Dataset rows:
----------
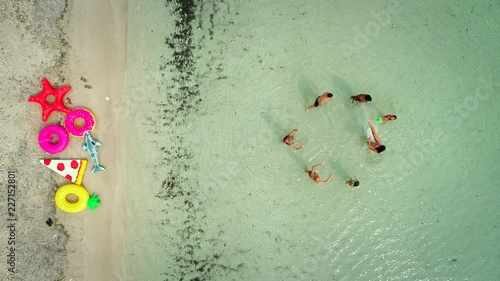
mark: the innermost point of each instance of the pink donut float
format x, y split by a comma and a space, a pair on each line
47, 141
73, 128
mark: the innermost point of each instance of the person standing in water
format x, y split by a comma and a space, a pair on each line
361, 98
321, 100
373, 140
315, 177
388, 118
289, 140
353, 181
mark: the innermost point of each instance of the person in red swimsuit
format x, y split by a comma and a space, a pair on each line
315, 177
289, 140
321, 100
361, 98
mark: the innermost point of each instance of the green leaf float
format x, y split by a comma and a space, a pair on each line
93, 202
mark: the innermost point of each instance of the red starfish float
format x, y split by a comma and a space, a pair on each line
48, 108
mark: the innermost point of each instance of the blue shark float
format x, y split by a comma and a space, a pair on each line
91, 145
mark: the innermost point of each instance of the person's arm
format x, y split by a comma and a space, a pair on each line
370, 146
375, 136
327, 180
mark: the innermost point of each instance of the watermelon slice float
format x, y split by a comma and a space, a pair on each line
70, 169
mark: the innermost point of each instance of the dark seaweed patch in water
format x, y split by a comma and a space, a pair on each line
195, 255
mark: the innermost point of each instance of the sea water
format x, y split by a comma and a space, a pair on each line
213, 87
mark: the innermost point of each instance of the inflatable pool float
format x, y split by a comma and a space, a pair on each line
73, 128
46, 139
49, 107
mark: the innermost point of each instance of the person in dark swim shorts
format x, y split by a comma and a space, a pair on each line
353, 181
321, 100
289, 140
315, 177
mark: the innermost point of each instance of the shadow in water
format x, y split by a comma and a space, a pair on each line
339, 170
281, 132
308, 90
344, 93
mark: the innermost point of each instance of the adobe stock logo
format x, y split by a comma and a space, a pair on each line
363, 37
427, 148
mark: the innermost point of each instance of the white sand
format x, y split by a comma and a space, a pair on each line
96, 33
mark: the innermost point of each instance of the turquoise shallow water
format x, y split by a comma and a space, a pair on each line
215, 195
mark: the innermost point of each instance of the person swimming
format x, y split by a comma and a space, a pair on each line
289, 140
361, 98
314, 176
388, 118
321, 100
373, 140
352, 181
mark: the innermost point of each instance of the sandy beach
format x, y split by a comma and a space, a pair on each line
96, 32
192, 100
81, 45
----------
What you are asked to do:
Return all of the rows above word for word, leaving out the picture.

Worked answer:
mark: the innermost point of each instance of the pink donut float
format x, y split by a comma and a space, a pair on each line
47, 141
73, 128
mark: the innermost point of each instance of the person standing in water
format x, y split by a comma and a space, a pair on each line
361, 98
321, 100
373, 140
315, 177
388, 118
289, 140
353, 181
mark: the innermost point of each instance of the person in red swimsuit
format x, y split by a comma and a space, a pair on each line
315, 177
289, 140
321, 100
361, 98
mark: the innermost point of each instance of the green leaf float
format x, y split by a comma and a space, a pair on each line
93, 202
mark: the innermost point of each instance of the red starfish float
format x, y split by a comma and a space, a pair on each line
48, 108
mark: the innermost point of each instance of the blue shark float
format x, y split by a comma and a space, a pair on each line
91, 145
mark: the innermost point of each instance of the person's arm
format x, y split by a comma and a space, a pair on each line
370, 146
375, 136
327, 180
mark: the innermost point of each instance of the watermelon slice float
format x, y split by a comma and a space, a pair on each line
70, 169
mark: the innermost point of each instance of the dark seaweed patch in water
format x, y split by a comma and a space, a pair on each line
195, 255
mark: the innermost point of each instance of the sea water
format x, y split by a comma and a space, a pair on each line
213, 87
mark: the innermost point of each instance of the inflatable pool float
format x, y split by a comma and a space, a pair on each line
73, 128
46, 139
49, 107
mark: the innermost point of each instance of the person in dark swim shorts
format x, y split by a comma and a space, a pair on each line
353, 181
321, 100
289, 140
315, 177
mark: the innermost point of each instance of the shadow in water
format x, y split by a comma and a space, a pair on each line
339, 170
281, 132
308, 90
344, 93
mark: the innermost point of each instance of the adobe stock logo
format x, y split by a comma and a space, a pair on each line
363, 37
427, 148
mark: the innermost point of each instance of the white sand
format x, y split by a comma and a space, a pair on each line
96, 33
mark: the innermost point of each instance of the turquoise shallow water
format x, y split by a comma and a space, a pair on each line
215, 195
mark: the innermost point of each instance of the person swimming
format x, y split by a comma and a space, a pair on each line
289, 140
361, 98
314, 176
388, 118
321, 100
373, 140
352, 181
mark: the innermost point of each instance of the sandy beach
format x, y split by a comma and a space, a pair on each line
96, 32
192, 100
81, 45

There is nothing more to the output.